* **EXERCISE DIRECTIONS**
Put the lines below into a JSON list of strings, one string per line, skipping blank lines and leaving the pictures out.

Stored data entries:

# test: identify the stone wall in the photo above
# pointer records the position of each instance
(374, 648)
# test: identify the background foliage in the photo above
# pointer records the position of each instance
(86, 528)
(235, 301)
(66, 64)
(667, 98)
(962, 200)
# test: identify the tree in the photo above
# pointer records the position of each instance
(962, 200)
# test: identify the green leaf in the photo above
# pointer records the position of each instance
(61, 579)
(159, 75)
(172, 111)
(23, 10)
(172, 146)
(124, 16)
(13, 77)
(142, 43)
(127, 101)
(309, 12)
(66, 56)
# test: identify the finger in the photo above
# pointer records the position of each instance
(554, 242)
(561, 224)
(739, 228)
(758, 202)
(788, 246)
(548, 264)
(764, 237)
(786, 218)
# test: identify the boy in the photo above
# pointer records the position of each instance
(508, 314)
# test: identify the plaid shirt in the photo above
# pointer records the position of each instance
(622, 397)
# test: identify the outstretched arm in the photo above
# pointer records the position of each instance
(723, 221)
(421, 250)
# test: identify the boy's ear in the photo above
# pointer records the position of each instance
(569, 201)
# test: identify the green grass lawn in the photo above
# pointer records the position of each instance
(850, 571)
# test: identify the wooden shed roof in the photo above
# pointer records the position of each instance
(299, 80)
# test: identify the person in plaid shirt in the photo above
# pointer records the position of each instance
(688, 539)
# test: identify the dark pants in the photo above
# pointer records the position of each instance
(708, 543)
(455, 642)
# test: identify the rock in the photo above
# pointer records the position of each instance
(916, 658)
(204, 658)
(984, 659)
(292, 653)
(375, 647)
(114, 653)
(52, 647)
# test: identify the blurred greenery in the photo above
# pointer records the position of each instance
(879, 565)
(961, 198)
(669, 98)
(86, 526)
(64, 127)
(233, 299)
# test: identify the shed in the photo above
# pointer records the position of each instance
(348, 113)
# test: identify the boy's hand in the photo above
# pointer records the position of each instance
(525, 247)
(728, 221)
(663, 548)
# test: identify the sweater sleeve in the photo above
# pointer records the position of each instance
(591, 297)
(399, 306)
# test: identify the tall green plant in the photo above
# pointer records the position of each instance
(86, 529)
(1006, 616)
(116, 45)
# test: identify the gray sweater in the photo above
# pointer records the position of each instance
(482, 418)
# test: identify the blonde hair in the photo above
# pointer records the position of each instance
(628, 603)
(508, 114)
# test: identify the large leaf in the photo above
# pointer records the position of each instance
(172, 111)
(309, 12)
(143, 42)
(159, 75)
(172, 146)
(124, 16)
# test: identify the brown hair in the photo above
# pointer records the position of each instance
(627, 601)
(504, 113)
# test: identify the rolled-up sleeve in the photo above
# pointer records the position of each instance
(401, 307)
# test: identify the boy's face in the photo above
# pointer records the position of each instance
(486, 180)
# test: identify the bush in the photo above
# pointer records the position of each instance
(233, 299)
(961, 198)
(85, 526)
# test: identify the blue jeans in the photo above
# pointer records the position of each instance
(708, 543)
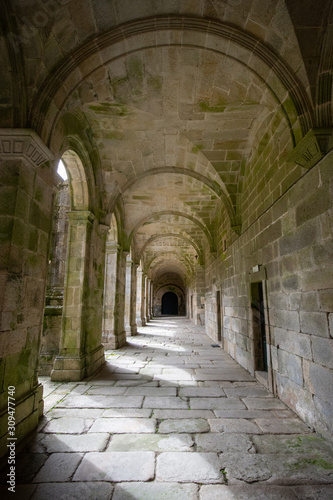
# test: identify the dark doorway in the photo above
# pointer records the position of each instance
(170, 303)
(259, 331)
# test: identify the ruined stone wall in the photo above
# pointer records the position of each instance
(55, 281)
(292, 243)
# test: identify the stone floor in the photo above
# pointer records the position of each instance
(170, 417)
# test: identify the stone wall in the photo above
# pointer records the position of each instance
(291, 243)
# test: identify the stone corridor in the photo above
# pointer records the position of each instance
(171, 416)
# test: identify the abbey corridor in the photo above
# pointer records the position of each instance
(166, 176)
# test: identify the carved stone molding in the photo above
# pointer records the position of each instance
(312, 147)
(24, 144)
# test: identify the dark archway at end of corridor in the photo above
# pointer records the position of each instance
(170, 304)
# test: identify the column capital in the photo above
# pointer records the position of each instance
(21, 143)
(80, 216)
(313, 147)
(112, 247)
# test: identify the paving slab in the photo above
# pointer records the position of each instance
(282, 426)
(216, 404)
(248, 391)
(224, 443)
(151, 391)
(189, 426)
(155, 491)
(234, 425)
(189, 467)
(109, 391)
(310, 443)
(264, 403)
(151, 442)
(313, 492)
(52, 443)
(281, 469)
(248, 492)
(72, 412)
(116, 466)
(68, 425)
(101, 402)
(164, 414)
(73, 491)
(199, 392)
(164, 402)
(127, 412)
(251, 414)
(124, 425)
(58, 467)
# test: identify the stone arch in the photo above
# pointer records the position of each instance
(179, 214)
(174, 235)
(132, 37)
(160, 294)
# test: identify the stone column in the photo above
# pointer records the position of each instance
(134, 329)
(147, 299)
(128, 290)
(27, 186)
(139, 297)
(144, 299)
(151, 302)
(70, 363)
(119, 309)
(111, 258)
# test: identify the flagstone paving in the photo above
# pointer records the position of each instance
(169, 417)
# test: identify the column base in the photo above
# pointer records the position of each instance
(94, 360)
(67, 369)
(28, 411)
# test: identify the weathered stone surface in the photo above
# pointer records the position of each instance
(164, 402)
(189, 467)
(70, 425)
(201, 392)
(224, 443)
(52, 443)
(264, 403)
(73, 491)
(184, 425)
(313, 492)
(300, 444)
(101, 402)
(282, 426)
(165, 491)
(151, 442)
(234, 425)
(58, 467)
(216, 403)
(315, 323)
(164, 414)
(275, 468)
(247, 492)
(124, 425)
(116, 466)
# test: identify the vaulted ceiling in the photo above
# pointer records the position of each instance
(175, 100)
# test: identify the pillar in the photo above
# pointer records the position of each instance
(111, 258)
(70, 364)
(119, 309)
(139, 297)
(27, 186)
(134, 329)
(128, 293)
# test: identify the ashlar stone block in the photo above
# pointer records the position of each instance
(116, 466)
(189, 467)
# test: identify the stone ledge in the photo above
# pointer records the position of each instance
(24, 143)
(313, 147)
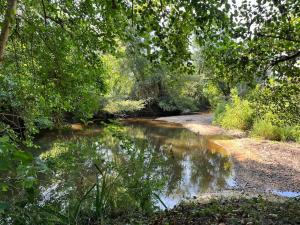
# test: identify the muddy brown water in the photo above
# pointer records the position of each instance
(196, 164)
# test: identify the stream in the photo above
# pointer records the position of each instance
(195, 164)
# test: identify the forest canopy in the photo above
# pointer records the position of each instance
(64, 61)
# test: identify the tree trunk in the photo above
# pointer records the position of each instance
(9, 16)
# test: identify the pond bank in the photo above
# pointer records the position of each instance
(260, 165)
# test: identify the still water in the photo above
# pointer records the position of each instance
(194, 163)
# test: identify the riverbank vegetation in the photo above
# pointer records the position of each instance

* **WORKED SOLUTION**
[
  "# test: identify the stone wall in the photo above",
  "# pointer records the position of each instance",
  "(374, 648)",
  "# test: identify the background foliage in the photo above",
  "# pointer records the position of each instance",
  "(86, 528)",
  "(235, 301)",
  "(66, 64)",
  "(667, 98)",
  "(962, 200)",
  "# test: identify the tree in the photo above",
  "# pointer records the position of each instance",
  "(962, 200)",
  "# test: identify the green leaf in the photo above",
  "# pointer records the position of each instance",
  "(61, 579)",
  "(159, 75)",
  "(172, 111)",
  "(23, 10)",
  "(172, 146)",
  "(124, 16)",
  "(13, 77)",
  "(142, 43)",
  "(127, 101)",
  "(309, 12)",
  "(66, 56)",
  "# test: identify the finger in the photo above",
  "# pointer records the position of each instance",
  "(554, 242)",
  "(561, 224)",
  "(739, 228)",
  "(758, 202)",
  "(788, 246)",
  "(548, 264)",
  "(764, 237)",
  "(786, 218)",
  "# test: identify the boy in the photo above",
  "# pointer records the position of each instance",
  "(508, 314)",
  "# test: identify the plaid shirt in the photo above",
  "# pointer records the position of each instance",
  "(622, 397)",
  "# test: identify the outstretched arm in the photo above",
  "# pointer records the position of each instance",
  "(723, 221)",
  "(421, 250)",
  "# test: identify the boy's ear in the photo above",
  "# pointer records the position of each instance",
  "(569, 201)",
  "# test: identify the green grass lawn in the photo above",
  "# pointer records the position of each instance",
  "(850, 571)",
  "# test: identify the wooden shed roof in the photo above",
  "# pointer records the position of each instance",
  "(299, 80)",
  "# test: identify the person in plaid shirt in the photo above",
  "# pointer records the position of each instance",
  "(688, 539)",
  "# test: identify the dark pants in the photo above",
  "# pointer records the position of each instance",
  "(708, 543)",
  "(455, 642)",
  "# test: identify the rock in the photo above",
  "# pointer records the position of each instance",
  "(916, 658)",
  "(204, 658)",
  "(984, 659)",
  "(292, 653)",
  "(375, 647)",
  "(114, 653)",
  "(52, 647)",
  "# test: identify the blurred greenery in the photo above",
  "# pointer records the position of each instance",
  "(879, 565)",
  "(961, 198)",
  "(669, 98)",
  "(86, 526)",
  "(64, 127)",
  "(233, 299)",
  "# test: identify the shed in the photo above",
  "# pointer records the position of each instance",
  "(348, 113)",
  "# test: identify the boy's hand in the photo above",
  "# pointer records the position of each instance",
  "(525, 247)",
  "(728, 221)",
  "(663, 548)",
  "# test: identify the sweater sleeve in the photo above",
  "# pointer records the position of each instance",
  "(591, 297)",
  "(399, 306)",
  "# test: identify the tall green plant in the photo above",
  "# pointer records the position of each instance",
  "(86, 529)",
  "(1006, 616)",
  "(116, 45)",
  "# test: identify the gray sweater in the photo above",
  "# pointer records the position of each instance",
  "(482, 418)",
  "# test: identify the blonde hair in the photo above",
  "# pointer records the position of each instance",
  "(628, 603)",
  "(508, 114)",
  "# test: identify the large leaf in the photo above",
  "# pointer records the position of each instance",
  "(172, 111)",
  "(309, 12)",
  "(143, 42)",
  "(159, 75)",
  "(172, 146)",
  "(124, 16)",
  "# test: identify the brown hair in the photo above",
  "# pointer records the position of each instance",
  "(627, 601)",
  "(504, 113)",
  "# test: identify the rolled-up sleeve in the photo above",
  "# pointer records the position of each instance",
  "(401, 307)",
  "# test: identify the boy's face in the photo above",
  "# pointer records the position of each instance",
  "(486, 180)",
  "# test: identify the bush in the photo above",
  "# pointer records the position of each instance",
  "(233, 299)",
  "(961, 198)",
  "(85, 526)",
  "# test: identify the blue jeans in the photo above",
  "# pointer records the position of each instance",
  "(708, 543)",
  "# test: identify the dark doorway in the photo above",
  "# pointer records the position of each instance",
  "(170, 303)",
  "(259, 331)",
  "# test: identify the ruined stone wall in the photo above",
  "# pointer records the position of each instance",
  "(55, 281)",
  "(292, 243)",
  "# test: identify the stone floor in the photo above",
  "# pointer records the position of each instance",
  "(170, 417)",
  "# test: identify the stone wall in the photo above",
  "# pointer records the position of each instance",
  "(291, 243)",
  "# test: identify the stone corridor in the photo above",
  "# pointer records the position of each instance",
  "(171, 416)",
  "# test: identify the abbey corridor in the photo above",
  "# pointer records the position of each instance",
  "(166, 176)",
  "# test: identify the carved stone molding in the photo above",
  "# pointer records the position of each instance",
  "(312, 147)",
  "(24, 144)",
  "# test: identify the dark archway at end of corridor in the photo above",
  "# pointer records the position of each instance",
  "(170, 304)",
  "# test: identify the column capital in the photo above",
  "# pointer records the position of each instance",
  "(21, 143)",
  "(80, 216)",
  "(313, 147)",
  "(112, 247)",
  "# test: identify the paving slab in the photo above",
  "# pointer records the position of each instance",
  "(282, 426)",
  "(216, 404)",
  "(248, 391)",
  "(224, 443)",
  "(151, 391)",
  "(189, 426)",
  "(155, 491)",
  "(234, 425)",
  "(189, 467)",
  "(109, 391)",
  "(310, 443)",
  "(264, 403)",
  "(151, 442)",
  "(313, 492)",
  "(52, 443)",
  "(281, 469)",
  "(248, 492)",
  "(72, 412)",
  "(116, 466)",
  "(68, 425)",
  "(101, 402)",
  "(164, 414)",
  "(73, 491)",
  "(199, 392)",
  "(164, 402)",
  "(127, 412)",
  "(251, 414)",
  "(124, 425)",
  "(58, 467)",
  "# test: identify the stone arch in the photo above",
  "# pointer records the position of each instance",
  "(179, 214)",
  "(174, 235)",
  "(132, 37)",
  "(160, 294)",
  "# test: identify the stone column in the photo above",
  "# pointer records the position of each instance",
  "(134, 329)",
  "(147, 299)",
  "(128, 290)",
  "(27, 186)",
  "(139, 297)",
  "(144, 299)",
  "(151, 302)",
  "(70, 363)",
  "(119, 309)",
  "(111, 258)",
  "# test: identify the flagstone paving in the photo above",
  "# pointer records the position of each instance",
  "(169, 417)",
  "# test: identify the column base in the photo above",
  "# pointer records the position of each instance",
  "(94, 360)",
  "(67, 369)",
  "(28, 411)",
  "# test: identify the weathered stone surface in the photo above",
  "# pointer records the position of each instance",
  "(164, 402)",
  "(189, 467)",
  "(70, 425)",
  "(201, 392)",
  "(224, 443)",
  "(52, 443)",
  "(264, 403)",
  "(73, 491)",
  "(184, 425)",
  "(313, 492)",
  "(300, 444)",
  "(101, 402)",
  "(282, 426)",
  "(165, 491)",
  "(151, 442)",
  "(234, 425)",
  "(58, 467)",
  "(216, 403)",
  "(315, 323)",
  "(164, 414)",
  "(275, 468)",
  "(247, 492)",
  "(124, 425)",
  "(116, 466)",
  "# test: identify the vaulted ceiling in the photo above",
  "# pointer records the position of each instance",
  "(175, 100)",
  "# test: identify the pillar in the photo above",
  "# pointer records the position of each instance",
  "(111, 258)",
  "(70, 364)",
  "(119, 309)",
  "(139, 297)",
  "(27, 186)",
  "(134, 329)",
  "(128, 293)",
  "# test: identify the ashlar stone block in the photo above",
  "# pointer records the position of each instance",
  "(116, 466)",
  "(189, 467)",
  "# test: identify the stone ledge in the photo above",
  "# pointer records the position of each instance",
  "(24, 143)",
  "(313, 147)",
  "# test: identify the muddy brown water in the photo above",
  "# pointer records the position of each instance",
  "(196, 164)",
  "# test: identify the stream in the photo above",
  "# pointer records the position of each instance",
  "(195, 164)",
  "# test: identify the forest canopy in the photo above",
  "# pointer records the position of each instance",
  "(64, 61)",
  "# test: identify the tree trunk in the photo above",
  "# pointer records the position of each instance",
  "(9, 16)",
  "# test: identify the pond bank in the photo above",
  "# pointer records the position of each instance",
  "(260, 165)",
  "# test: identify the still water in the photo above",
  "# pointer records the position of each instance",
  "(194, 163)",
  "# test: identify the riverbank vegetation in the photo above",
  "# pointer records the position of each instance"
]